Aim → Can you transcribe every record below exactly as it appears?

Input material →
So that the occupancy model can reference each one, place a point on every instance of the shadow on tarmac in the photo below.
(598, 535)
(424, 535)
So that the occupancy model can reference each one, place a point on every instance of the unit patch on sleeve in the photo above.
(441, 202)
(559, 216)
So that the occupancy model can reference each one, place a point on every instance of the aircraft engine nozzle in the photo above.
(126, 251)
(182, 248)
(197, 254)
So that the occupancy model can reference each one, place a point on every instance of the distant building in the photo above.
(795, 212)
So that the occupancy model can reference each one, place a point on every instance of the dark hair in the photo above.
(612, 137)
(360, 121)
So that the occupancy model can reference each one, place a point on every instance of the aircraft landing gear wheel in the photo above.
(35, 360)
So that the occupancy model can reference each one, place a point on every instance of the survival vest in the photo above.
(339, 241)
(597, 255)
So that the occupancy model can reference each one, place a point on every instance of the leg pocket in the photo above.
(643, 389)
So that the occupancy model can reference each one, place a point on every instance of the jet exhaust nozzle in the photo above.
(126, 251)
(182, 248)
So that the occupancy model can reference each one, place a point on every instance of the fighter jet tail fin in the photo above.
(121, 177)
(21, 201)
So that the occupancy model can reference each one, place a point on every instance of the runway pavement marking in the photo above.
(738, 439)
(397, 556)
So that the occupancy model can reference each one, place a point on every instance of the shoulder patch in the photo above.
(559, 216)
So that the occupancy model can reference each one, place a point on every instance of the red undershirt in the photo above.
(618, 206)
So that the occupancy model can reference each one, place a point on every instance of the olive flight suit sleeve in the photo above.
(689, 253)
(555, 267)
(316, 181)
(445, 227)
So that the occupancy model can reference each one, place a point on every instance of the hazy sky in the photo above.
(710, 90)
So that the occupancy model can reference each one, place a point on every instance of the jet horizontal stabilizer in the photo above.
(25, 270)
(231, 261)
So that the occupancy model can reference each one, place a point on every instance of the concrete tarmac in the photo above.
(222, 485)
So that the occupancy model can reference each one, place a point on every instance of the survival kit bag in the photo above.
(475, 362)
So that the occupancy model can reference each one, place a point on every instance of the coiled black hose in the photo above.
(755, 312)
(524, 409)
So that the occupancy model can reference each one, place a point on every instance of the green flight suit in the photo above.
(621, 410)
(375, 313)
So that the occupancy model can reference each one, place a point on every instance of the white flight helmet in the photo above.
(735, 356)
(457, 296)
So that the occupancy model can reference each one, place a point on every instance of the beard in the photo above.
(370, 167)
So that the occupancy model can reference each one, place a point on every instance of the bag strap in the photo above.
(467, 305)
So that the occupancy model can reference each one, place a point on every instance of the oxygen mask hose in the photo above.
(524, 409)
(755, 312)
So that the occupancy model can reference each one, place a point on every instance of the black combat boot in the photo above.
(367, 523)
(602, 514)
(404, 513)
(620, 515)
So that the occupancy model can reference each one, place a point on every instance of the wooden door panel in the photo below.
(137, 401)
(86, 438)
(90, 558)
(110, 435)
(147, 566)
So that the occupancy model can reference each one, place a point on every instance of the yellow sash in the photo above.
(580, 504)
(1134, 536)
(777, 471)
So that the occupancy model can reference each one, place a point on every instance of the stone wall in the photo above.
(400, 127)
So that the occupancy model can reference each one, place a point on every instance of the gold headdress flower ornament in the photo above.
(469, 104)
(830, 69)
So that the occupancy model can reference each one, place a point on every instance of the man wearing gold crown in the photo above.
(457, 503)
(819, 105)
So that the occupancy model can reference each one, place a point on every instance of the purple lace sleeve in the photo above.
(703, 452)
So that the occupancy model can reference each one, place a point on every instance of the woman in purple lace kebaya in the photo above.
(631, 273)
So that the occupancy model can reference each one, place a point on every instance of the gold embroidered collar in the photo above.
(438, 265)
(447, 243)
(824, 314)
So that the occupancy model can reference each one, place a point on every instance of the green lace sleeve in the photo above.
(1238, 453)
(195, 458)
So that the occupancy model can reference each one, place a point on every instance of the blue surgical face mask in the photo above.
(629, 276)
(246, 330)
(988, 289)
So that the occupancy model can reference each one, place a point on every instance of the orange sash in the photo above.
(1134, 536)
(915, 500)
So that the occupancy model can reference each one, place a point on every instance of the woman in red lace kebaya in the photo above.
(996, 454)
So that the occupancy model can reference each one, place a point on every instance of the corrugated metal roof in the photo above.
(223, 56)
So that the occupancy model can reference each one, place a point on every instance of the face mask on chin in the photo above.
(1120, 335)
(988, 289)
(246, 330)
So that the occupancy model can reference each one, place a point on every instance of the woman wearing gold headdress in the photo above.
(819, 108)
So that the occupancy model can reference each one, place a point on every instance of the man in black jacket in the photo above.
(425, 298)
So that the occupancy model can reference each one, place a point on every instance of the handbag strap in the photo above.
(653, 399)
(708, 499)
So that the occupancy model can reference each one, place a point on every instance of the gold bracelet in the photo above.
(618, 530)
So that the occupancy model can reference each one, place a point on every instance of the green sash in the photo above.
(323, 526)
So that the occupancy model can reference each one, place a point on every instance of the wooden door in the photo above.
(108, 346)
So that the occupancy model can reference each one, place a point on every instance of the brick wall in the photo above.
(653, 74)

The completed task →
So that the occupancy model can reference each one, place a point on every instance of the shadow on tarmac in the photo below.
(598, 535)
(424, 535)
So that the occupancy model can reference each one, place a point on every instance of the unit patch on sleeve in the photo above.
(441, 202)
(559, 216)
So that the occupancy model can reference each one, place a point on every instance of the aircraft engine nozzle in the photo above.
(126, 251)
(182, 248)
(197, 254)
So that the occupancy model can reference each one, place a point on every instance of the distant building in the photo above.
(795, 212)
So that the occupancy model can reference each one, place a point on every instance of the dark hair in the photo above.
(612, 137)
(360, 121)
So that the occupancy model can reference each one, place a point on every instance of the aircraft landing gear wheel in the photo above.
(35, 360)
So that the occupancy model can reference each one, place a point on every instance of the survival vest in the photo above.
(339, 241)
(597, 255)
So that the occupancy model can reference each one, place a point on every instance of the leg pocket in the photo above.
(643, 389)
So that the occupancy model can reference each one, place a point on every instance of the jet exhaust nozzle in the photo above.
(126, 251)
(182, 248)
So that the occupancy model can reference each one, place a point on every instance of the fighter jet tail fin in the photo above.
(121, 177)
(21, 201)
So that the occupancy model can reference each one, place a point on every instance of the runway pavement marking in the photo above.
(738, 439)
(397, 556)
So that the occupancy model can reference each one, place a point on every instance of the shoulder patch in the photo above.
(559, 216)
So that the occupancy model can reference each one, place a point on every instance of the red undershirt in the photo above.
(618, 206)
So that the occupancy model can reference each one, place a point on every instance of the olive flight suit sleeve in the photo above.
(689, 253)
(555, 267)
(316, 181)
(445, 227)
So that the occupancy model can reference each one, place a point on every instance of the hazy sky in the photo above.
(710, 90)
So that the occupancy model can reference each one, place a point on every instance of the jet horizontal stabilizer in the photo above.
(25, 270)
(231, 261)
So that the occupancy model can reference each one, place a point on every instance of the concrete tarmac in the photo above.
(222, 485)
So that the occupancy model can reference each one, place a point on every instance of the survival kit bag in the photo above.
(475, 362)
So that the occupancy model can reference each one, place a point on every instance of the coiled black hose in the photo above.
(755, 312)
(524, 409)
So that the occupancy model can reference each one, place a point on every instance of the green flight suit in the photo above.
(621, 410)
(375, 313)
So that the occupancy model can reference each one, place a point on every instance of the white flight helmet in the photo above.
(735, 356)
(457, 296)
So that the occupancy model can reference each one, place a point on every instance of the beard in the photo above.
(370, 167)
So that the occupancy model can reference each one, place a point on every instance of the bag strap in the photo above.
(467, 305)
So that the occupancy model can reference each one, place a point on every instance of the oxygen mask hose in the photo above.
(524, 409)
(755, 312)
So that the occupancy model can reference each one, place a point on every instance of the black combat boot in the photo above.
(367, 523)
(602, 514)
(404, 513)
(620, 515)
So that the occupancy model can reference each one, place a point on every instance of the wooden door panel in the photo below.
(137, 401)
(86, 438)
(90, 558)
(110, 435)
(147, 566)
So that the occupancy model can reference each one, place a point on every instance of the yellow sash in the photo above.
(580, 504)
(1134, 536)
(777, 471)
So that the occupancy model can reference each one, place a point on every instance of the stone wall in the photo above.
(400, 127)
So that the occupancy model can reference each one, place a point on every instance of the gold headdress flower ornament in the photo above.
(469, 104)
(830, 69)
So that the occupancy model can reference each one, place a point on every instance of the man wearing gold crown in the photo above.
(457, 503)
(819, 105)
So that the occupancy model can reference each one, place a point on every instance of the purple lace sleeve in the photo above.
(703, 452)
So that the occupancy model can reference each one, place a point on every instance of the woman in purple lace kebaya in the photo above.
(631, 273)
So that the occupancy model can reference each one, place a point on every instance of the gold embroidered collar in the photo above.
(438, 265)
(447, 243)
(824, 314)
So that the occupancy model can reference each one, place a point on every instance of the green lace sleeve in the photo above.
(1238, 453)
(195, 458)
So that the occupancy model can reference each one, place a point on every instance of the blue surgical face mask in the photo above.
(629, 276)
(246, 330)
(988, 289)
So that the occupancy model can reference each one, place a point on every instance of the orange sash in the photo above.
(1134, 536)
(915, 500)
So that the occupancy model can reference each one, place a point on every instance of the woman in red lace kebaya in the photo above.
(996, 454)
So that the occupancy model can reference each one, place a point on every instance of the corrugated metal roof in the photo above.
(223, 56)
So that the occupancy model can reference each one, place a point on every instance of the face mask on chin in the photo above.
(1120, 335)
(988, 289)
(246, 330)
So that the occupancy model can reference each one, place a point on every instance of the woman wearing gold headdress in the photo above.
(819, 108)
So that the occupancy model can reference each one, place a point on every instance of the man in black jacket in the photo above.
(425, 298)
So that the occupancy model can reference each one, place a point on every instance of the handbag strap in the photo above.
(653, 399)
(708, 499)
So that the occupancy model can reference each one, place a point on every instance of the gold bracelet in the photo above.
(618, 530)
So that the occupancy model can reference each one, place a point on every instance of the green sash in the photo above.
(323, 526)
So that the occupancy model can reference each one, place a point on every instance of the wooden door in the photo above.
(108, 346)
So that the occupancy model can reference each one, place a point on every instance of the brick wall in the photo above.
(653, 74)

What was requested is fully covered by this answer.